#### [CONSIGNE 1]
D'après l'extrait, en quelle année Alam a-t-il quitté le Pakistan ?

#### [EXTRAIT DU DOCUMENT]
Par Maryline Baumard

Un an après le démantèlement du campement, en octobre 2016, retour sur un programme pilote qui a vu la fac accueillir 80 réfugiés sur son campus.

Avec ses deux mains, il agrippe les cornes du taureau, l’accompagnant dans chacune de ses rebuffades. Projeté à droite, à gauche, Alam s’adapte avec souplesse à la danse folle de l’animal, sans jamais lâcher prise dans ce « Rodeo Ranch ». L’attraction fait fureur sur le campus de Lille-III, vendredi 15 septembre, défi ludique au cœur de la rentrée universitaire. Après l’estocade de trop, il s’écroule sur le tapis gonflable, sous les applaudissements. L’étudiant pakistanais aura tenu cinquante-deux secondes. Le record ! Alam a été le plus endurant de tous ceux qui, ce jour-là, se sont essayés à dompter la folle bête de plastique.

Tenir sans chuter ; ne jamais lâcher les rênes de son destin, quelles que soient les turbulences… Depuis son départ du Pakistan, en 2015, Alam s’en tient à cette ligne de conduite. S’il a failli perdre espoir dans les geôles hongroises ou bulgares, le jeune homme, pourchassé par les talibans, a toujours su relever la tête. Et ce goût de la gagne l’a finalement conduit du campement de la « jungle » de Calais à l’université de Lille.

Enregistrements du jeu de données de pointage
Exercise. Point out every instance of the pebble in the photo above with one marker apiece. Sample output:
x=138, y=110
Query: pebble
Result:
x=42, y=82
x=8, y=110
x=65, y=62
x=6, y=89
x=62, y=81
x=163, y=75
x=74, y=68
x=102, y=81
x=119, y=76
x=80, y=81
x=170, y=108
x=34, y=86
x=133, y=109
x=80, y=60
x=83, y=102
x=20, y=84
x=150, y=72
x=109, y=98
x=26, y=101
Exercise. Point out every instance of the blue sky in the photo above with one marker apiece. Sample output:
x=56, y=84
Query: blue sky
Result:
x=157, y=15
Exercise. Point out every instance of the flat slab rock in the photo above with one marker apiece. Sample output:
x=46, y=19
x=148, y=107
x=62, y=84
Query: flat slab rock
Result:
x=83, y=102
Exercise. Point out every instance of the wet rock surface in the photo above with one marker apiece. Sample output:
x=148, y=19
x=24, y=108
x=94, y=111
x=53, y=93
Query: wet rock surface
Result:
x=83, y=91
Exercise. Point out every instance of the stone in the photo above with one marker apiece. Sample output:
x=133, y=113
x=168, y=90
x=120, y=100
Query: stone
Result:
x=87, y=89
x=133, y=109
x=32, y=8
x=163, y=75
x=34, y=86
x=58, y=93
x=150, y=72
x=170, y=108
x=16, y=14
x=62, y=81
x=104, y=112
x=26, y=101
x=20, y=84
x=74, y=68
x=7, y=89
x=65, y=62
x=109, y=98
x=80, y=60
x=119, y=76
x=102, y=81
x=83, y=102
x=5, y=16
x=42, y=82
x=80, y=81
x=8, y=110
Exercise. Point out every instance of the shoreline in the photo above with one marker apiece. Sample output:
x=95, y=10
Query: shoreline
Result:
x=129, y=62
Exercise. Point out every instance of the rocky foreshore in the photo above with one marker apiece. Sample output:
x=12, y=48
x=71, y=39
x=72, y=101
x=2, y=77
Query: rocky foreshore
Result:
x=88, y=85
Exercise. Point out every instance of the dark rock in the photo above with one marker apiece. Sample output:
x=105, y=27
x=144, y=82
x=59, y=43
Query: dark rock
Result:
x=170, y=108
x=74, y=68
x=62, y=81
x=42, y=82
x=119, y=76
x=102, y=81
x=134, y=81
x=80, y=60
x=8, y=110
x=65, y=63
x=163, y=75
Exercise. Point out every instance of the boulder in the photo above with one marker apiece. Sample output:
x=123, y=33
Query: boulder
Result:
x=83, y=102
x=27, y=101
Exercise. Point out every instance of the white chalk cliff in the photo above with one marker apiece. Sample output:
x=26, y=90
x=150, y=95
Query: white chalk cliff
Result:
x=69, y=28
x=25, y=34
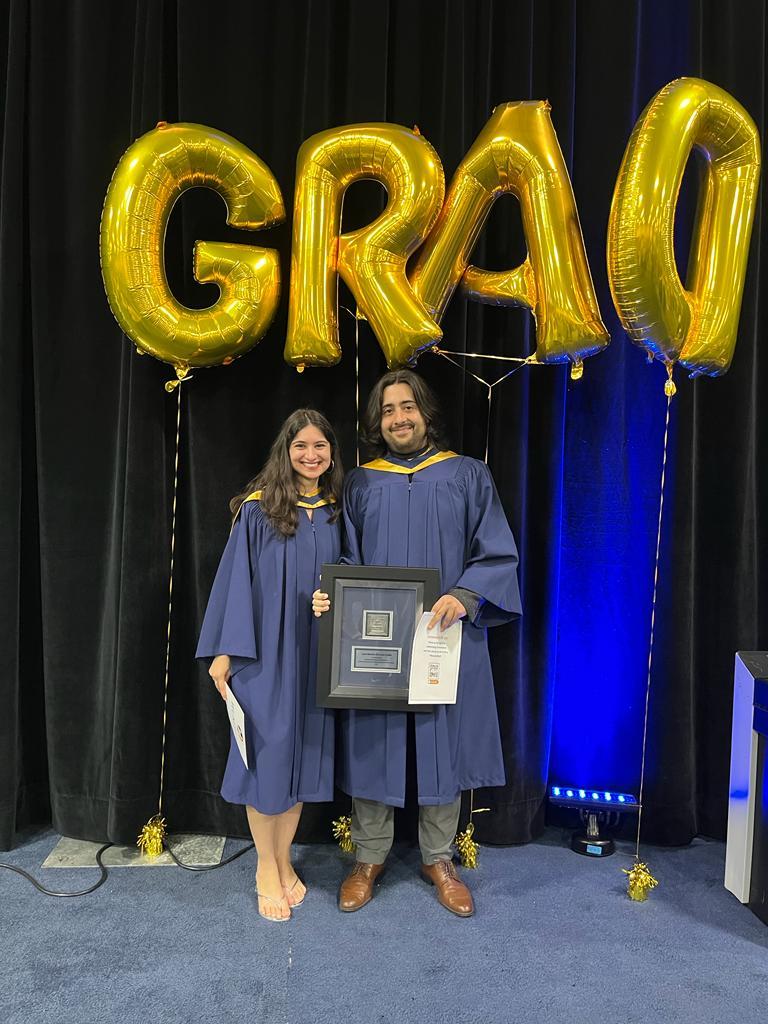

#### [CONSIGNE 2]
Reproduisez à l'identique les lignes des enregistrements, depuis leur toute première ligne jusqu'à la ligne contenant « x=157, y=15 », ces deux lignes comprises.

#### [RÉPONSE ATTENDUE 1]
En 2015.

#### [RÉPONSE ATTENDUE 2]
Exercise. Point out every instance of the pebble in the photo above with one marker apiece. Sample output:
x=138, y=110
Query: pebble
Result:
x=42, y=82
x=8, y=110
x=65, y=62
x=6, y=89
x=62, y=81
x=163, y=75
x=74, y=68
x=102, y=81
x=119, y=76
x=80, y=81
x=170, y=108
x=34, y=86
x=133, y=109
x=80, y=60
x=83, y=102
x=20, y=84
x=150, y=72
x=109, y=98
x=26, y=101
Exercise. Point out every instance of the blue sky in the photo above with one marker apiece. Sample output:
x=56, y=84
Query: blue sky
Result:
x=157, y=15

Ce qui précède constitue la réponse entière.